→ **Required action**:
Write out the data once more, exactly as it reads.

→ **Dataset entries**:
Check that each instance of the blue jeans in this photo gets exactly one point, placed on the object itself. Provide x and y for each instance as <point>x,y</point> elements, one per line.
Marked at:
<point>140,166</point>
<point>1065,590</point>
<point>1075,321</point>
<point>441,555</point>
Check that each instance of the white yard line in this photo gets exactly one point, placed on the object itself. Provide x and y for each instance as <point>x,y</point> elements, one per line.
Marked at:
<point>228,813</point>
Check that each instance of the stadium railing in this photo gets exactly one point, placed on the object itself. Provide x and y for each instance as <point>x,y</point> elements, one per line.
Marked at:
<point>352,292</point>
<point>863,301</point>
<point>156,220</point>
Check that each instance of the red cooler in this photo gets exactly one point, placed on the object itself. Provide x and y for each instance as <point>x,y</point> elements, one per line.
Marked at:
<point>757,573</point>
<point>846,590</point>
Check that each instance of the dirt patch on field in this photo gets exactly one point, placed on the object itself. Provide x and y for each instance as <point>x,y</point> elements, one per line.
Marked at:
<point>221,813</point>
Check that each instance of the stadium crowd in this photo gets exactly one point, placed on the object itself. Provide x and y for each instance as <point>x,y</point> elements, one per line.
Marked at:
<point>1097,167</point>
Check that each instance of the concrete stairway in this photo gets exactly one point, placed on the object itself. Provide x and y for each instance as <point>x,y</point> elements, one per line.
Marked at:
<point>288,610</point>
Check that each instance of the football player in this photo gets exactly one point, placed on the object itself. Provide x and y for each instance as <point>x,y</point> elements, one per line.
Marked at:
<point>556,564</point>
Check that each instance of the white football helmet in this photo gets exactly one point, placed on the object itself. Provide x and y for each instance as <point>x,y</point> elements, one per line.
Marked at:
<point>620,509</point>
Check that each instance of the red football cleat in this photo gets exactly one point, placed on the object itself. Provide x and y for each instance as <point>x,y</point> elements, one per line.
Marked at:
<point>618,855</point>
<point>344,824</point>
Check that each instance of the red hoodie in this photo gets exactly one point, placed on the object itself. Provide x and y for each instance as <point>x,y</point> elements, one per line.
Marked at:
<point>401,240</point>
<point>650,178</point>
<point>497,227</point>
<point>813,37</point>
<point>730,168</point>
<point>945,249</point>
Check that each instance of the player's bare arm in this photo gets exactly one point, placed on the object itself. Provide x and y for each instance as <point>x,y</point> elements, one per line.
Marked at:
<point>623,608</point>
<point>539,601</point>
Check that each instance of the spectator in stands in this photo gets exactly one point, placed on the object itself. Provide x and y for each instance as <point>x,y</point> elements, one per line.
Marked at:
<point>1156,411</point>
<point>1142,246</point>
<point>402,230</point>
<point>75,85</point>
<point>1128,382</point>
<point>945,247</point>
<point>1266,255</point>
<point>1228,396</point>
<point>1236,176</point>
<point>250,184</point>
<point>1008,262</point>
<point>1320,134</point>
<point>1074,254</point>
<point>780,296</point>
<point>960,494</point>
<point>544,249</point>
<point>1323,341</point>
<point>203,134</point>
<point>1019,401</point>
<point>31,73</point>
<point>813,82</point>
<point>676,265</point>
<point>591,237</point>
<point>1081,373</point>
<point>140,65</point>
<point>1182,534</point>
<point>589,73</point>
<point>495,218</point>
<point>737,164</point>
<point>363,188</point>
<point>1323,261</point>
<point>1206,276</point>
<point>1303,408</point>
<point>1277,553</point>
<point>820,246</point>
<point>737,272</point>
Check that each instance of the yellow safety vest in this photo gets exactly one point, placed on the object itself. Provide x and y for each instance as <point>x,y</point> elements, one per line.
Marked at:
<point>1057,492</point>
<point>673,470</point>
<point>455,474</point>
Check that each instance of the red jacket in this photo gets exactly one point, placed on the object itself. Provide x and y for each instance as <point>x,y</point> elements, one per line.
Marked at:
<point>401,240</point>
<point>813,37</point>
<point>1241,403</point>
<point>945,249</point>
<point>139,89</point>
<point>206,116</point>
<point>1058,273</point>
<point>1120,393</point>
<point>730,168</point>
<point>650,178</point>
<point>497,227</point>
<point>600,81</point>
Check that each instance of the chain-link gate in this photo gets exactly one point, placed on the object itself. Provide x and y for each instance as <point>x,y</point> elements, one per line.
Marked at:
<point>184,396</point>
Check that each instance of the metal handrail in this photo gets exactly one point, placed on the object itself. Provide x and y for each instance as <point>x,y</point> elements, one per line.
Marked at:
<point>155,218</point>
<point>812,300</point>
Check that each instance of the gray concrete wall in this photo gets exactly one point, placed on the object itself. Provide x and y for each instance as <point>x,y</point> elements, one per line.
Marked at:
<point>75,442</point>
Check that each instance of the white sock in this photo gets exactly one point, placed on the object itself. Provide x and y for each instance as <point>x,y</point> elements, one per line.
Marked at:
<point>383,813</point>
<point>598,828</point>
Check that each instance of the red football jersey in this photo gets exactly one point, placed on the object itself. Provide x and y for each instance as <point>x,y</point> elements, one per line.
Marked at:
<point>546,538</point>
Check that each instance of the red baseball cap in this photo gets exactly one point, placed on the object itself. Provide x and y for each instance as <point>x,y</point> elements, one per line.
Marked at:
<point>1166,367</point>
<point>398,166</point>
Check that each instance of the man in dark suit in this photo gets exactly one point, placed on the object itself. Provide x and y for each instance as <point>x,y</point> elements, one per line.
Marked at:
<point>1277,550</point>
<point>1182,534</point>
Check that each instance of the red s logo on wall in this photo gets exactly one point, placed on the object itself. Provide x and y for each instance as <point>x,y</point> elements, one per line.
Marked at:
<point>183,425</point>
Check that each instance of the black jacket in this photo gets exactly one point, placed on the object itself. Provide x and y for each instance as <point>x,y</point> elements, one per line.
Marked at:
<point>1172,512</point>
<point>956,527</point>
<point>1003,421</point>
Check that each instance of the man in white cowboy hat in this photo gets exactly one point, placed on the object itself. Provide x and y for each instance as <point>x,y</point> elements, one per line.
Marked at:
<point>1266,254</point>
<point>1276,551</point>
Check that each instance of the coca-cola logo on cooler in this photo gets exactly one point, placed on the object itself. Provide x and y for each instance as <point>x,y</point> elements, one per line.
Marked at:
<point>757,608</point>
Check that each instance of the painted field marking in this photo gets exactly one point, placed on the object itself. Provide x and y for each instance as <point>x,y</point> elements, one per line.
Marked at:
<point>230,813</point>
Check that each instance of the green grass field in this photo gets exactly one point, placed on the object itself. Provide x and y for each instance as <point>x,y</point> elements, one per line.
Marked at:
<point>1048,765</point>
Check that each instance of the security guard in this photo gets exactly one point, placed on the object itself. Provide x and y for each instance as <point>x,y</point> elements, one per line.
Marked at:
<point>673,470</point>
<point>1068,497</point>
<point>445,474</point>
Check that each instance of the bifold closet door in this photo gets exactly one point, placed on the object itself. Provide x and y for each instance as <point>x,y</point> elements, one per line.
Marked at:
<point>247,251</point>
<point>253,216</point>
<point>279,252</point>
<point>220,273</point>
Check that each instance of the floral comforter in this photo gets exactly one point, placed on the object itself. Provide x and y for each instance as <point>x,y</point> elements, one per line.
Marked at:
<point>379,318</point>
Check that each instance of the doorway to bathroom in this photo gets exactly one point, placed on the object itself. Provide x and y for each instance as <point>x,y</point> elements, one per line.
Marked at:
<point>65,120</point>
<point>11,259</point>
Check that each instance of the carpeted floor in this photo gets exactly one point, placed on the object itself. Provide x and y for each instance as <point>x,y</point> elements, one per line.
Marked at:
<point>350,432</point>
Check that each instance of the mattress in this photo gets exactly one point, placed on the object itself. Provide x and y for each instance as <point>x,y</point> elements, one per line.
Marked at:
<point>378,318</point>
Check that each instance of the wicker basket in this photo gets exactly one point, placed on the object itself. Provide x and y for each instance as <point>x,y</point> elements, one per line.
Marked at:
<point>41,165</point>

→ **Reply**:
Check that each instance of the blue jeans in this photo gets exactly one point, placed on the object itself. Provide x and y for each instance as <point>x,y</point> elements, one per line.
Marked at:
<point>140,166</point>
<point>1065,590</point>
<point>1075,321</point>
<point>441,555</point>
Check that each instance of the white yard line in this photo gets exactly one point, placed on the object itself. Provide x and y for each instance as <point>x,y</point> elements, one per line.
Marked at:
<point>228,813</point>
Check that each instance of the stadium railing in this photo gets exactly one point, placed on the object itself. Provide x and y for each instance as <point>x,y</point> elements, one per line.
Marked at:
<point>352,292</point>
<point>863,301</point>
<point>156,220</point>
Check that each instance of the red cooler in this photo gets exactly one point, placed on the object itself. Provide x and y for each instance as <point>x,y</point> elements, one per line.
Marked at:
<point>757,573</point>
<point>846,590</point>
Check that each instance of the dirt patch on field in this photo gets exactly one point, placed on the object itself. Provide x and y for each instance as <point>x,y</point> elements, one per line.
Marked at:
<point>221,813</point>
Check that each instance of the stadium crowd in this photo gets exactly one point, placed on the object itself. Provide x and y for each instance as <point>x,y</point> elements, one per line.
Marked at:
<point>1097,167</point>
Check that each instance of the concrete stairway in this photo gets exactly one point, placed on the object itself. Provide x and y for each instance as <point>x,y</point> elements, one per line.
Marked at:
<point>288,610</point>
Check that each instance of the football player in this photo gets exactly one point, placed on the object itself. Provide x and y for each instance as <point>x,y</point> elements, one per line.
Marked at:
<point>556,564</point>
Check that each instance of the white football helmet in this photo gets exactly one point, placed on the object itself. Provide x and y for each instance as <point>x,y</point> elements, one per line.
Marked at:
<point>620,509</point>
Check that each instance of the red football cleat in this photo gets exactly one point, placed on the object itself. Provide x and y for each instance as <point>x,y</point> elements, one per line.
Marked at:
<point>618,855</point>
<point>344,824</point>
Check that each instance of the red hoodie in this photo gets exactly one point, placed on the object itself. Provide x and y for each instance as <point>x,y</point> elements, one per line.
Marked at:
<point>401,240</point>
<point>650,178</point>
<point>497,227</point>
<point>813,37</point>
<point>730,168</point>
<point>945,249</point>
Check that each instance of the player's bare arm in this photo gets exactly one point, placed on the object itself. Provide x and y for each instance as <point>x,y</point> elements, one per line.
Marked at:
<point>623,608</point>
<point>539,601</point>
Check that each instance of the spectator in stands in this photo gets exactly one point, placed on the object itself. Provide x and y for each instance as <point>x,y</point> elements, one per line.
Marked at:
<point>1156,411</point>
<point>1142,246</point>
<point>402,230</point>
<point>75,85</point>
<point>1128,382</point>
<point>945,247</point>
<point>1266,255</point>
<point>1228,396</point>
<point>1236,176</point>
<point>250,184</point>
<point>1008,262</point>
<point>1320,134</point>
<point>1074,254</point>
<point>780,296</point>
<point>960,494</point>
<point>544,249</point>
<point>1323,341</point>
<point>203,134</point>
<point>1019,401</point>
<point>31,73</point>
<point>813,82</point>
<point>676,265</point>
<point>591,237</point>
<point>1081,373</point>
<point>140,65</point>
<point>1182,534</point>
<point>589,73</point>
<point>495,218</point>
<point>737,164</point>
<point>363,188</point>
<point>1323,261</point>
<point>1206,276</point>
<point>1303,408</point>
<point>1277,553</point>
<point>820,246</point>
<point>737,272</point>
Check that each instance of the yellow safety vest in this photo gets exactly one point, placed on the object itself. Provide x and y for each instance as <point>x,y</point> elements, one per line.
Marked at:
<point>1057,492</point>
<point>673,470</point>
<point>455,474</point>
Check that each instance of the red jacket in this photo gets exactly one point, placed on the object itself. Provide x and y for each instance as <point>x,y</point> elements, one per line.
Marked at:
<point>401,240</point>
<point>813,37</point>
<point>1241,403</point>
<point>945,249</point>
<point>139,89</point>
<point>206,116</point>
<point>1058,273</point>
<point>1120,393</point>
<point>730,168</point>
<point>650,178</point>
<point>497,227</point>
<point>600,81</point>
Check that each instance of the chain-link gate in this photo gets exactly one point, placed on the object itself. Provide x and y for each instance as <point>x,y</point> elements, one per line.
Marked at:
<point>184,396</point>
Check that each instance of the metal handrail in this photo gets exactly one point, placed on the object itself. Provide x and y for each instance as <point>x,y</point> elements, one per line.
Marked at:
<point>155,218</point>
<point>812,300</point>
Check that each instance of the gray concrete wall in this photo gets exactly one point, placed on the object itself. Provide x and y for each instance as <point>x,y</point> elements, one per line.
Marked at:
<point>75,442</point>
Check that each instance of the white sock in this photo gets exactly one point, placed on the object itself. Provide x and y for each instance as <point>x,y</point> elements, one per line.
Marked at:
<point>383,813</point>
<point>598,828</point>
Check that each instance of the red football jersey in this photo gets exactly one point, placed on the object itself. Provide x and y for each instance as <point>x,y</point> elements, one per line.
Marked at:
<point>546,538</point>
Check that each instance of the red baseball cap in this photo gets exactly one point, placed on the object itself. Provide x and y for each instance as <point>x,y</point> elements, one per line.
Marked at:
<point>1166,367</point>
<point>398,166</point>
Check that each instance of the man in dark suit in this photo gets exactly one point, placed on the object itself. Provide x and y for each instance as <point>x,y</point> elements, one per line.
Marked at:
<point>1277,550</point>
<point>1182,534</point>
Check that each instance of the red s logo on wall in this photo gets exactly one point, placed on the object itself. Provide x and y for each instance as <point>x,y</point> elements, one per line.
Marked at:
<point>183,425</point>
Check that each instance of the black jacket in this photo gets exactly one point, placed on the object itself. Provide x and y for each instance as <point>x,y</point> elements, one per line.
Marked at:
<point>1172,512</point>
<point>956,527</point>
<point>1003,421</point>
Check that each instance of the man in white cowboy hat in this photo gets exactly one point, placed on the object itself. Provide x and y for each instance as <point>x,y</point> elements, one per line.
Marked at:
<point>1266,254</point>
<point>1276,551</point>
Check that each instance of the coca-cola logo on cooler in this photo gets exactly one point, placed on the object itself. Provide x and y for each instance as <point>x,y</point> elements, one per line.
Marked at:
<point>757,608</point>
Check that each instance of the painted field marking in this photo gets exactly one point, placed on the object itself. Provide x and y for each instance as <point>x,y</point> elements, one per line.
Marked at:
<point>230,813</point>
Check that each instance of the green grass field in this photo gets exactly one point, placed on the object itself. Provide x and y for each instance as <point>x,y</point> elements, one per line.
Marked at:
<point>1048,765</point>
Check that each instance of the security guard in this photo gets exactly one point, placed on the object itself. Provide x and y for each instance as <point>x,y</point> elements, one per line.
Marked at:
<point>673,470</point>
<point>1068,497</point>
<point>445,474</point>
Check that each instance of the bifold closet door in this photo gets exactly one point, placed on the object itself. Provide x and y for each instance as <point>x,y</point> elements, one per line.
Marked at:
<point>247,251</point>
<point>253,216</point>
<point>279,252</point>
<point>220,273</point>
Check that each instance of the floral comforter in this photo gets exactly one point, placed on the object itself. Provide x and y for each instance as <point>x,y</point> elements, one per line.
Marked at:
<point>379,318</point>
Check that each instance of the doorway to bathroom in this photo gets exactly one point, placed on the object itself. Provide x and y for each instance as <point>x,y</point> elements, one per line.
Marked at:
<point>65,120</point>
<point>11,259</point>
Check that each instance of the carpeted floor in this photo gets exactly one point, placed on the object itself. Provide x and y for each instance as <point>x,y</point> elements, one per line.
Marked at:
<point>350,432</point>
Check that each instance of the mattress in this photo gets exactly one point, placed on the object itself. Provide x and y for each instance as <point>x,y</point> elements, one per line.
Marked at:
<point>378,318</point>
Check that each instance of the wicker basket in this photo gets exactly one point, placed on the object itself. Provide x and y for each instance as <point>x,y</point> elements, one per line.
Marked at:
<point>41,165</point>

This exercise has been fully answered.